Written request :: In the EDAQuino tutorial, what baud rate should be set in the EDAQuino software?

Source extract ::
** start **
EDAQuino tutorial

List of content


Installing Arduino IDE
Programming the Uno board

  • download the edaquino.ino file
  • open the .ino file
  • connect the Uno board
  • in the Arduino IDE select the COM port of the board (likely the last element in the list) and the Uno board
  • click on the Upload button to upload the firmware on the board and wait until it is done
EDAQuino software

  • download the edaquino-com.exe
  • connect the Uno board
  • select the COM port of the board (likely the last element in the list)
  • set baud rate to 250000 Bit/s
  • in the Options there are numerous measurement parameters
    • you can choose from different type of sensor outputs
    • to measure with a thermistor select Resistance output and in the Scaling part select thermistor to get the proper, exponential scaling
    • predefined parameters of a 10k NTC sensor can be used
    • you can name the channels and give units to Y axes
  • you can select channels to display from the toolbar
  • start the measurement
Measurement types and scaling

  • you can measure different type of sensors with the EDAQuino shield
  • in Voltage output mode it is able to measure
    • simple, GND referenced voltage
    • various types of voltage output sensors with calibration (Hall sensor (SS49 is in the video), phototransistor, etc.)
** end **
Data shown ::
** start **
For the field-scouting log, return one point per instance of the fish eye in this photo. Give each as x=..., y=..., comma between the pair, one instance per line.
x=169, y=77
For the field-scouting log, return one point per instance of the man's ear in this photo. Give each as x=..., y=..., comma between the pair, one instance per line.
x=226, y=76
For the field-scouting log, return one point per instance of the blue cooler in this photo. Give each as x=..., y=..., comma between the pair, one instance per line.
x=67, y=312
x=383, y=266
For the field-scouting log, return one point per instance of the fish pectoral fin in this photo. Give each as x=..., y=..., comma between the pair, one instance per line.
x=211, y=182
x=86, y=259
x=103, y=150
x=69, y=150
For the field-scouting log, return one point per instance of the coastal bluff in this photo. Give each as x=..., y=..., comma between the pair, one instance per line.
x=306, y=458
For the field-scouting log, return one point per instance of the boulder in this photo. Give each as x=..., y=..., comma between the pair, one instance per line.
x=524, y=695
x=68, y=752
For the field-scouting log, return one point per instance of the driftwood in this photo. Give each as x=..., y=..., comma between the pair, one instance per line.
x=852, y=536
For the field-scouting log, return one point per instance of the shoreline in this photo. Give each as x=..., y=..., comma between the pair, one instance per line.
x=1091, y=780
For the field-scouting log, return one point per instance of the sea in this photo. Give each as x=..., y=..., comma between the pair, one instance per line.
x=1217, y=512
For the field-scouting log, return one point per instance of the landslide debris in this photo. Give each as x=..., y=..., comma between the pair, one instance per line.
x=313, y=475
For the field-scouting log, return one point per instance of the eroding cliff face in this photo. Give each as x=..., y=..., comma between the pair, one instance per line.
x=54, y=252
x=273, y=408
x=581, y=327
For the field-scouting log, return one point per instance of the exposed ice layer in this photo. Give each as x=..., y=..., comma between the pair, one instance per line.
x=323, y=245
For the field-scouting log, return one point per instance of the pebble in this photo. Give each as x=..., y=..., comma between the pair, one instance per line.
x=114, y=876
** end **
The completed task :: 250000 Bit/s